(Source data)
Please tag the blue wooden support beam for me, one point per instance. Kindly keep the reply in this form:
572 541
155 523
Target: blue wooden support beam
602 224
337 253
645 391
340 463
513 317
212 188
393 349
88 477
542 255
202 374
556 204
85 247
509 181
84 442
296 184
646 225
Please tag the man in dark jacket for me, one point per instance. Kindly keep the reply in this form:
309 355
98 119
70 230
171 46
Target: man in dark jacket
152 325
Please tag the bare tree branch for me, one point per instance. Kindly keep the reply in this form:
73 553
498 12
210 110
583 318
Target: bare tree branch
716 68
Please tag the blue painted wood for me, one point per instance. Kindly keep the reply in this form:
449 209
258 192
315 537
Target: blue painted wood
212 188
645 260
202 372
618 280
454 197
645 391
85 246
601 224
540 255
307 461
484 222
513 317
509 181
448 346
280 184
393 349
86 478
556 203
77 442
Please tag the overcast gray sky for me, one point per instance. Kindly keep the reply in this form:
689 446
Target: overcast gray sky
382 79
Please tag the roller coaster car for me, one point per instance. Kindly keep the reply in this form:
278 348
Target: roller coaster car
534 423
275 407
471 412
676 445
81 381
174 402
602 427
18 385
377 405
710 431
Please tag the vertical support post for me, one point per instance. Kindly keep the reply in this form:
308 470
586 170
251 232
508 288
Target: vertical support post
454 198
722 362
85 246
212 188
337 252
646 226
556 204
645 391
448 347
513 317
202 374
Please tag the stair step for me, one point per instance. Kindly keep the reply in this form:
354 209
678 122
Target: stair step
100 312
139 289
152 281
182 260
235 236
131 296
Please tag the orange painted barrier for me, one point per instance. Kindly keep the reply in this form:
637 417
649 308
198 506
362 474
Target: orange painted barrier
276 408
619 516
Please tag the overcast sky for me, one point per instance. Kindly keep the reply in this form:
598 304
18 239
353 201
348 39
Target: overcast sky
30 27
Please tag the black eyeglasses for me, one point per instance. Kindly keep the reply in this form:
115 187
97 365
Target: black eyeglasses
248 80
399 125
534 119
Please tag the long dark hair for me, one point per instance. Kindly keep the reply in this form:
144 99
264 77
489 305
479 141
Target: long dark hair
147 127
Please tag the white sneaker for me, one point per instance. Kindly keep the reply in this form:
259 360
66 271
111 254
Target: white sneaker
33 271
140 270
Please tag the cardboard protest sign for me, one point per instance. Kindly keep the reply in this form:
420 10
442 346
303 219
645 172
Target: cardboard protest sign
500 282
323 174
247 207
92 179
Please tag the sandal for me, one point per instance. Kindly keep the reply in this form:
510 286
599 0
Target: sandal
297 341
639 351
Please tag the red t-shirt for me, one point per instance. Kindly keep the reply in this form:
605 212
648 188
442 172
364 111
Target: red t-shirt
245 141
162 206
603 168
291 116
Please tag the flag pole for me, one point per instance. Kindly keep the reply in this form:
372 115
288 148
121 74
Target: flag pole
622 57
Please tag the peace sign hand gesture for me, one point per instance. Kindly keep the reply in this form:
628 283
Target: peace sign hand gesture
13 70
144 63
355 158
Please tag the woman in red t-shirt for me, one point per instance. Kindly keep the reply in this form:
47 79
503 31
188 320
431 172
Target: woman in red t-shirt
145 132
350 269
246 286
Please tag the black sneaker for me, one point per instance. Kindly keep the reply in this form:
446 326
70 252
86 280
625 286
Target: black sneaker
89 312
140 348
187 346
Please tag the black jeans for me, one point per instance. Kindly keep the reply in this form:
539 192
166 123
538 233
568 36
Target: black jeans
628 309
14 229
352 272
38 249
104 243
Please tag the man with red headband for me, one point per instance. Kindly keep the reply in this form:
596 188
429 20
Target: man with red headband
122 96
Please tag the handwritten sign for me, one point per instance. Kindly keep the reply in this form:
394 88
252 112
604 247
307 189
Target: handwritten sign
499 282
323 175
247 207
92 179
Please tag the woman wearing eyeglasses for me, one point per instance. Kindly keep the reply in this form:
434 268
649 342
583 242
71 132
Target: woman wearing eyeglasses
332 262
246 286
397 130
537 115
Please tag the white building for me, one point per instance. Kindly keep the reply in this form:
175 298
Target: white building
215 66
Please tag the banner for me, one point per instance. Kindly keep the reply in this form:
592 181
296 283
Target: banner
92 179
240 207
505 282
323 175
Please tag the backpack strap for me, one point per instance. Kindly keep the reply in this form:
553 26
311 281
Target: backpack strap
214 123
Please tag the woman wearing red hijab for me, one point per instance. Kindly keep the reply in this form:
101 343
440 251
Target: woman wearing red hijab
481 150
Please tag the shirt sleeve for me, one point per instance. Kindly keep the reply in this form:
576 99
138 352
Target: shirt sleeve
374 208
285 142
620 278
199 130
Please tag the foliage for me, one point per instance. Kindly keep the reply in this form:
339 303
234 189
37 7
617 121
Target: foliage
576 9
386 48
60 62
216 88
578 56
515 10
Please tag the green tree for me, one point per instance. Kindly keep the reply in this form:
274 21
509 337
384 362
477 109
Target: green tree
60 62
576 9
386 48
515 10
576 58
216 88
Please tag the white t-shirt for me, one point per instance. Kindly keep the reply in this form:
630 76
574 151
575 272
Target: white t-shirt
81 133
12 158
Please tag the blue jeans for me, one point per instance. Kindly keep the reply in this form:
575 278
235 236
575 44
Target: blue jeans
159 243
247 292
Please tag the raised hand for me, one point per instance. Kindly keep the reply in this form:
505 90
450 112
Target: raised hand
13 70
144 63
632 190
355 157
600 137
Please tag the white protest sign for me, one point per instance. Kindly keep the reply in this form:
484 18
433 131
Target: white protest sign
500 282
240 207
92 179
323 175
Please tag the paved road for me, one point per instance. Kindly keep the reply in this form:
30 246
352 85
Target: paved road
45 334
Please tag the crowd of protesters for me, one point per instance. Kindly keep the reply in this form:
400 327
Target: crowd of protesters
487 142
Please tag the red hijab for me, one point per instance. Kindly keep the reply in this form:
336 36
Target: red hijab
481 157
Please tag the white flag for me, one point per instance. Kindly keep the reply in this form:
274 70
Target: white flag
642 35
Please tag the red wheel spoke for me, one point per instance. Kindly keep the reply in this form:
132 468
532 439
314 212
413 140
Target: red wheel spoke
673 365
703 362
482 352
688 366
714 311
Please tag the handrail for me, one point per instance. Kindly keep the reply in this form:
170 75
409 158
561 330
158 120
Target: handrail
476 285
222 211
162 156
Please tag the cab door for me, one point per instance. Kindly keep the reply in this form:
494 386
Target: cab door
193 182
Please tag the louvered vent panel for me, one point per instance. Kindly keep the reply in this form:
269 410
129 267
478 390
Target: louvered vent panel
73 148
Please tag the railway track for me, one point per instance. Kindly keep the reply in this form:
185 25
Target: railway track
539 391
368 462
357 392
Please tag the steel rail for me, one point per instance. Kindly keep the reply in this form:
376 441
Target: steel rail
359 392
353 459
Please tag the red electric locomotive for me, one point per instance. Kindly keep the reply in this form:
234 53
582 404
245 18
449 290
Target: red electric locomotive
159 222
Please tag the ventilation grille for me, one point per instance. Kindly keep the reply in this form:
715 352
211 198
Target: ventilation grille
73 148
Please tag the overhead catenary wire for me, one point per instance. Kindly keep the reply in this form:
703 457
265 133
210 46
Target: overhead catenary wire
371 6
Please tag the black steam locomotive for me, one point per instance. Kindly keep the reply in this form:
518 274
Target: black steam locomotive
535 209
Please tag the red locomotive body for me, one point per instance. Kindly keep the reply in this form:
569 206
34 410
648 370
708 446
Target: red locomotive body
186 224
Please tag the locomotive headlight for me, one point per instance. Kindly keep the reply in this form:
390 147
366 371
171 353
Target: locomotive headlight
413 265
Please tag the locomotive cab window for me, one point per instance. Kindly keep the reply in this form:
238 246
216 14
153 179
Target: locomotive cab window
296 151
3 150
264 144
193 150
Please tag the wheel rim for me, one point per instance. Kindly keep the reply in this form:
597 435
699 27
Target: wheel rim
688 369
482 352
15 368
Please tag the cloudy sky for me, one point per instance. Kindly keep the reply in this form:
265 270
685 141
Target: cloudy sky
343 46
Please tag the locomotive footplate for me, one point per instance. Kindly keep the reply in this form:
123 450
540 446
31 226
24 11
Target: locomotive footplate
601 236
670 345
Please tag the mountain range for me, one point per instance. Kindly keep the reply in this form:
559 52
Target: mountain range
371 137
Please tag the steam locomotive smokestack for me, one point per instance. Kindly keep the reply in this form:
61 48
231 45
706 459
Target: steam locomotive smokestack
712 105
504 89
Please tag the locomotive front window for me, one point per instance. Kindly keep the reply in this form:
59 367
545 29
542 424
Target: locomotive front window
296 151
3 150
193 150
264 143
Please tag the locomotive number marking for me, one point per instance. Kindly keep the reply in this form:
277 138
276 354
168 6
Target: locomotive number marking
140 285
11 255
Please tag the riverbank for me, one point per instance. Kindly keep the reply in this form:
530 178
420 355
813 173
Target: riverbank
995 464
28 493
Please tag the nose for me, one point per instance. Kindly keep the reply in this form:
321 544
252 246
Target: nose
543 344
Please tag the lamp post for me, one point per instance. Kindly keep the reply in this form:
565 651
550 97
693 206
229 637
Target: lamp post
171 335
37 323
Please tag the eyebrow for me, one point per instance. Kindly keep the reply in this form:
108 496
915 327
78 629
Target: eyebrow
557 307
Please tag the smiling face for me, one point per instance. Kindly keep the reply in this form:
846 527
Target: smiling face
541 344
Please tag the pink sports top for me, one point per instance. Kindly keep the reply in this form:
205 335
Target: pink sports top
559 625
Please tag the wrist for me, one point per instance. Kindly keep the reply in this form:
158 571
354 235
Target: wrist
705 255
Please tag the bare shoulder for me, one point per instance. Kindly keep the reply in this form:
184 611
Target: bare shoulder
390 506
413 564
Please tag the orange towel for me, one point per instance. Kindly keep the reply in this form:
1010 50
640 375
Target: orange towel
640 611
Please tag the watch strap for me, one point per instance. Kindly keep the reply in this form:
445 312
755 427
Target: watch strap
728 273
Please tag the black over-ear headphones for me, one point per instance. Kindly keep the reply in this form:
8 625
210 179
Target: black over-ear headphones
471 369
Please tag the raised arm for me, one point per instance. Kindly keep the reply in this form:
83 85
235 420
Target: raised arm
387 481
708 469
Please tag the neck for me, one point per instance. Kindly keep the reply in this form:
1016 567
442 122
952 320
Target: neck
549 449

**What the task asks**
Rewrite everything from the line containing "Please tag the watch" down to the last of the lines, putting "lifted arm" wherever "raised arm" appears and keeping all else unchanged.

**The output**
Please tag the watch strap for me, one point per instance. Kindly keep the reply in this form:
445 312
755 427
Target: watch strap
728 273
Please tag the black over-ear headphones for me, one point per instance. Kindly keep the reply in this form:
8 625
210 179
Target: black over-ear headphones
471 369
Please tag the lifted arm for me, one point per instance. Kindly keep the reply in this form:
83 85
235 420
Target: lifted arm
387 481
708 469
Please tag the neck for me, one point per instance. Kindly keep the reply in this form:
1016 567
442 122
952 320
Target: neck
549 449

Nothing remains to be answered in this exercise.